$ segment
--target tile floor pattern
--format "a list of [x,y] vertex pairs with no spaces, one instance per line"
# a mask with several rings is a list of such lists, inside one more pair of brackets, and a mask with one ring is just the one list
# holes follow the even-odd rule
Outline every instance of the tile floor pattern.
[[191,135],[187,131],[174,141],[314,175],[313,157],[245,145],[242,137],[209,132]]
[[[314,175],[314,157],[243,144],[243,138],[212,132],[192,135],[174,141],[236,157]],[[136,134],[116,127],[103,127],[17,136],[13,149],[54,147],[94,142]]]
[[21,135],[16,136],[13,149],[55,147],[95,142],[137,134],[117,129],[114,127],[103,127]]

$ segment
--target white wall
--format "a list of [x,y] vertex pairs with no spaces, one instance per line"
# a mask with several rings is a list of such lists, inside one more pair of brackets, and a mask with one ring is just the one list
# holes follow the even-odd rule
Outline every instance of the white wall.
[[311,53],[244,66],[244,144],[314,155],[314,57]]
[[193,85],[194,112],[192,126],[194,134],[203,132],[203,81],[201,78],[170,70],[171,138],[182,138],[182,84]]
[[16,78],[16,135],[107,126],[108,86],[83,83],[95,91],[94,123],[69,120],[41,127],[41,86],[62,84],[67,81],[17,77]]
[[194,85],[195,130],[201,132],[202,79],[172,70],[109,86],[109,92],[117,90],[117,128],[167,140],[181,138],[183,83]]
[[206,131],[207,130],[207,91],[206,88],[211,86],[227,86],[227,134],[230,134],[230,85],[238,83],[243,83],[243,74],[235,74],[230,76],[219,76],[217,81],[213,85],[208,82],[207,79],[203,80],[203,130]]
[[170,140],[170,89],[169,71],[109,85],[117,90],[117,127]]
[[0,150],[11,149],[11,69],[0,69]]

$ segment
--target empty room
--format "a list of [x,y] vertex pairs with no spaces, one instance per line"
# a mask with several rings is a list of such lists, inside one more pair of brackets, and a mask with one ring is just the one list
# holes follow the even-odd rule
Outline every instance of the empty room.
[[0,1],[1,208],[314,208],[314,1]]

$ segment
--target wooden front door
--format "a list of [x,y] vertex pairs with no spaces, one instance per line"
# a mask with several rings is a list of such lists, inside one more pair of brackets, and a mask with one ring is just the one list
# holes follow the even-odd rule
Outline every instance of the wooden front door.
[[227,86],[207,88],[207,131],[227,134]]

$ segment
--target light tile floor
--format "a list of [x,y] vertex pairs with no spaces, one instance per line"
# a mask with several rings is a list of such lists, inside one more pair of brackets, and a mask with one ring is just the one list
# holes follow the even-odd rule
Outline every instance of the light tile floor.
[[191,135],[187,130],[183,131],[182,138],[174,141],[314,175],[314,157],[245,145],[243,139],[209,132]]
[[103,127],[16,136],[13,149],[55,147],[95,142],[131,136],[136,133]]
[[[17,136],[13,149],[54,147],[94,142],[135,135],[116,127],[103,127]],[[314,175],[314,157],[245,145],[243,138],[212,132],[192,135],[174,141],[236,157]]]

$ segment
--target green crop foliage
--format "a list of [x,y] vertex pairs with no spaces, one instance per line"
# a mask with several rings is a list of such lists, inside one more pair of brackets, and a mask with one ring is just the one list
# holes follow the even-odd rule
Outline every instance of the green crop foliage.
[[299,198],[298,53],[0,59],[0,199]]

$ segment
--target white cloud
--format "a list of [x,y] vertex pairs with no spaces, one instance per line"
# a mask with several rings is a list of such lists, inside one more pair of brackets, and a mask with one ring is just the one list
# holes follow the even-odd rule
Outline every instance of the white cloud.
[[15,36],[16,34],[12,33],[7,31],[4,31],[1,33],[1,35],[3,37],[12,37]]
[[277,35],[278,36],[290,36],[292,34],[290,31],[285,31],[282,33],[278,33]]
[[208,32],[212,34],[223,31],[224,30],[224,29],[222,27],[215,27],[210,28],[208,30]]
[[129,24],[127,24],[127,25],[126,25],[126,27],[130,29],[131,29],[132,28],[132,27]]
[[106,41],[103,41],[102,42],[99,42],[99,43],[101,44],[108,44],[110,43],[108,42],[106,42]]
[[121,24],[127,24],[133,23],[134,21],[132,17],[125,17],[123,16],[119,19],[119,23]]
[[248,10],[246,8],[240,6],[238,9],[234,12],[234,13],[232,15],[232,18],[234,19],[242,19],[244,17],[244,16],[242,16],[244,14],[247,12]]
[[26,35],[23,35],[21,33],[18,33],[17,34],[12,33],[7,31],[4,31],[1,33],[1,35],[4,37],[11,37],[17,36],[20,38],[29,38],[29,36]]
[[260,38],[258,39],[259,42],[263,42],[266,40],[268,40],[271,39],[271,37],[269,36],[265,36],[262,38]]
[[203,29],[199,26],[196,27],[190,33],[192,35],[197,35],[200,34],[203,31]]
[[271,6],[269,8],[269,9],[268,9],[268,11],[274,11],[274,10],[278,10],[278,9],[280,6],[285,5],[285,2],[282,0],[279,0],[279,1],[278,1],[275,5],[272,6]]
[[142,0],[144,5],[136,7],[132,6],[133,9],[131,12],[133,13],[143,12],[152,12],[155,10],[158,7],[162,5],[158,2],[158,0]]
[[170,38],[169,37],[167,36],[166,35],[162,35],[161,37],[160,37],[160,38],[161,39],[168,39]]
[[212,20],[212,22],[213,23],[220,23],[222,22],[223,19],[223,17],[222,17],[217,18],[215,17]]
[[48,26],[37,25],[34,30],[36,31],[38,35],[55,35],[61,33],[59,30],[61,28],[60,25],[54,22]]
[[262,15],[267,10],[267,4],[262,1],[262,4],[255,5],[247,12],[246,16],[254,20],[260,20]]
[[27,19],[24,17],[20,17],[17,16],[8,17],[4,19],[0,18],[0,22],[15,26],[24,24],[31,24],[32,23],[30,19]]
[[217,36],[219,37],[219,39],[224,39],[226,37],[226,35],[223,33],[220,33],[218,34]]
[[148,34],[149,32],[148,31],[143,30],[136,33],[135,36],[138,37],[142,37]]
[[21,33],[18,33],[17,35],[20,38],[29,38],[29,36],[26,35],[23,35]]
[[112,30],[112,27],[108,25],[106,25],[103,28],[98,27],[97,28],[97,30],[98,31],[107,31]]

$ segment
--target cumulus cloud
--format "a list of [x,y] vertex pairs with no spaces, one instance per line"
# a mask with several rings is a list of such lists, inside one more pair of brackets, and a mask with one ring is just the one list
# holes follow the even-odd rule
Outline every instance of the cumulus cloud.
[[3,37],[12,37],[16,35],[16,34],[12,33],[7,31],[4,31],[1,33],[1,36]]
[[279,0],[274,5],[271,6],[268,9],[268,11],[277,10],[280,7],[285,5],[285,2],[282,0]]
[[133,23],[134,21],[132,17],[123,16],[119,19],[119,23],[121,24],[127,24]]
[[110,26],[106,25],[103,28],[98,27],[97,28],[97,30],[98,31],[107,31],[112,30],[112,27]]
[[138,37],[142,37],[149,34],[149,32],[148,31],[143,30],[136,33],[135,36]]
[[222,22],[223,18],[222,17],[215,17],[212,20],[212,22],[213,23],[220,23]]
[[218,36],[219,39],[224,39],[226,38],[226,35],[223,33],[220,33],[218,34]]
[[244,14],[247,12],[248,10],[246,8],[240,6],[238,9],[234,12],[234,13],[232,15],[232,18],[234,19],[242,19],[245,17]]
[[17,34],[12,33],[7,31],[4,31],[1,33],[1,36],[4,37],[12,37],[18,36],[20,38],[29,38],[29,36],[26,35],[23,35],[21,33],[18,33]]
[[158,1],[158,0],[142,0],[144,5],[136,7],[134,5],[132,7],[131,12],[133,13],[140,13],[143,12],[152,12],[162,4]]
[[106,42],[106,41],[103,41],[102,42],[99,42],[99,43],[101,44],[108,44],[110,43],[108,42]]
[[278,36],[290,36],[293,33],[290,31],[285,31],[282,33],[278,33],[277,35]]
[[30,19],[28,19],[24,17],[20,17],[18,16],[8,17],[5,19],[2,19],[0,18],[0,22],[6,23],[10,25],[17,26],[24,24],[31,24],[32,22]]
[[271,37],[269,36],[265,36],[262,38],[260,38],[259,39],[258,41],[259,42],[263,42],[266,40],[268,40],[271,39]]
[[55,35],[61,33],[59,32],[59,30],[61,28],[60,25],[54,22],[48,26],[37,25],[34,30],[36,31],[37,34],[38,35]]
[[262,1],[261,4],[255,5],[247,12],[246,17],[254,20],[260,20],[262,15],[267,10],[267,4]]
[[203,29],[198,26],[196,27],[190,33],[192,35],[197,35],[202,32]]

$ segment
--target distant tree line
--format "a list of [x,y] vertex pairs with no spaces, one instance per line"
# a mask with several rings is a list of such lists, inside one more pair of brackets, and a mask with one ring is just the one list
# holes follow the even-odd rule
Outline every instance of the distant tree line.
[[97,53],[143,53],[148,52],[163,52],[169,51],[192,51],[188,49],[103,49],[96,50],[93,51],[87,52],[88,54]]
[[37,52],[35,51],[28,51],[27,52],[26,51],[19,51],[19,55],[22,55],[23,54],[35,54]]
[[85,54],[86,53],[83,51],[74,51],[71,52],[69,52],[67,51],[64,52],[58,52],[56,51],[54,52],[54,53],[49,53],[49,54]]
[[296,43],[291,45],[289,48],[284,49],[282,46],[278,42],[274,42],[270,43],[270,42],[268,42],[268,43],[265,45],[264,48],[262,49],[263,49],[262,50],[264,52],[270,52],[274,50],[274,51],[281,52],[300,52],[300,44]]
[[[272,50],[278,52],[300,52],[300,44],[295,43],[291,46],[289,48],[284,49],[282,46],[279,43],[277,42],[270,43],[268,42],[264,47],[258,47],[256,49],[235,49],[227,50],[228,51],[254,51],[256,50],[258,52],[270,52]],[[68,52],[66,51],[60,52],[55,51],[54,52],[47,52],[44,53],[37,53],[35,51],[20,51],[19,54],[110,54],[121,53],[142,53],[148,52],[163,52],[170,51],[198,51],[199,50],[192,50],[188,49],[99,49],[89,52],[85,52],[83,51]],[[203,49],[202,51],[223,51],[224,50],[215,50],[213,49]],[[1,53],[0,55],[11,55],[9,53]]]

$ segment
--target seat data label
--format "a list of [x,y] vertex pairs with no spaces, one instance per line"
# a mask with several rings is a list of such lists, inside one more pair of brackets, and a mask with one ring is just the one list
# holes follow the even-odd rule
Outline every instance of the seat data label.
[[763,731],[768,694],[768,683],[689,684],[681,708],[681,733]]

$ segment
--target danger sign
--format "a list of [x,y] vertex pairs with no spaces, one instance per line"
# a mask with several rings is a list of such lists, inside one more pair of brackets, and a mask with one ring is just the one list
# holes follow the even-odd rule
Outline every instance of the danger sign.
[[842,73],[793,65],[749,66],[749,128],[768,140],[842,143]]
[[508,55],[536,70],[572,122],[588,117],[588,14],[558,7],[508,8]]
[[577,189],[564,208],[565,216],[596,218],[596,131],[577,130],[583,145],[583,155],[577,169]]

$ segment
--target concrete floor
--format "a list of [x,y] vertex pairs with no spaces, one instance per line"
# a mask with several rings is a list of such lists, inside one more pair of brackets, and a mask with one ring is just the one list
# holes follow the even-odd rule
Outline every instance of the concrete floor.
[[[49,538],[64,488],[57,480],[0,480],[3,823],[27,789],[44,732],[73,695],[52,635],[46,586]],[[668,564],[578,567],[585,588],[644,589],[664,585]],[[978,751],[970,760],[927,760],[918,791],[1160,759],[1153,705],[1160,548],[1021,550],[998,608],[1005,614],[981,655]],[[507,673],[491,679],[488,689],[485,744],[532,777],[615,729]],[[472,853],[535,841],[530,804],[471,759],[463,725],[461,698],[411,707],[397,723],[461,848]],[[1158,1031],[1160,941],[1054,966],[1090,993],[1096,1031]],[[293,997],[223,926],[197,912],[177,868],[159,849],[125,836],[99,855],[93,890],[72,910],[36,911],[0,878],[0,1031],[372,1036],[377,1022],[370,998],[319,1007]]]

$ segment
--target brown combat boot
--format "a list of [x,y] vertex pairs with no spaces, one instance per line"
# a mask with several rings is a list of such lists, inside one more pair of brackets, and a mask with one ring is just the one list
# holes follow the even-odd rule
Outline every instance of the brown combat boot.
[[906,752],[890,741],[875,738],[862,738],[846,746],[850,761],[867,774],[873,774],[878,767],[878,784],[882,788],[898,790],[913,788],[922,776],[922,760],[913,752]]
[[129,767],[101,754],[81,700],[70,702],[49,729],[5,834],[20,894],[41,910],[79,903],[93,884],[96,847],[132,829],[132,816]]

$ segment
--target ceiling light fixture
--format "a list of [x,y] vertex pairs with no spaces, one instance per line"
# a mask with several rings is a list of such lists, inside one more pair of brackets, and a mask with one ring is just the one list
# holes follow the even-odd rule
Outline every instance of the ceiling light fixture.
|---|
▶ **Task objective**: Gather every line of the records that contains the word "concrete", and copy each one out. Case counts.

▶ **Worked solution**:
--target concrete floor
Outline every instance of the concrete floor.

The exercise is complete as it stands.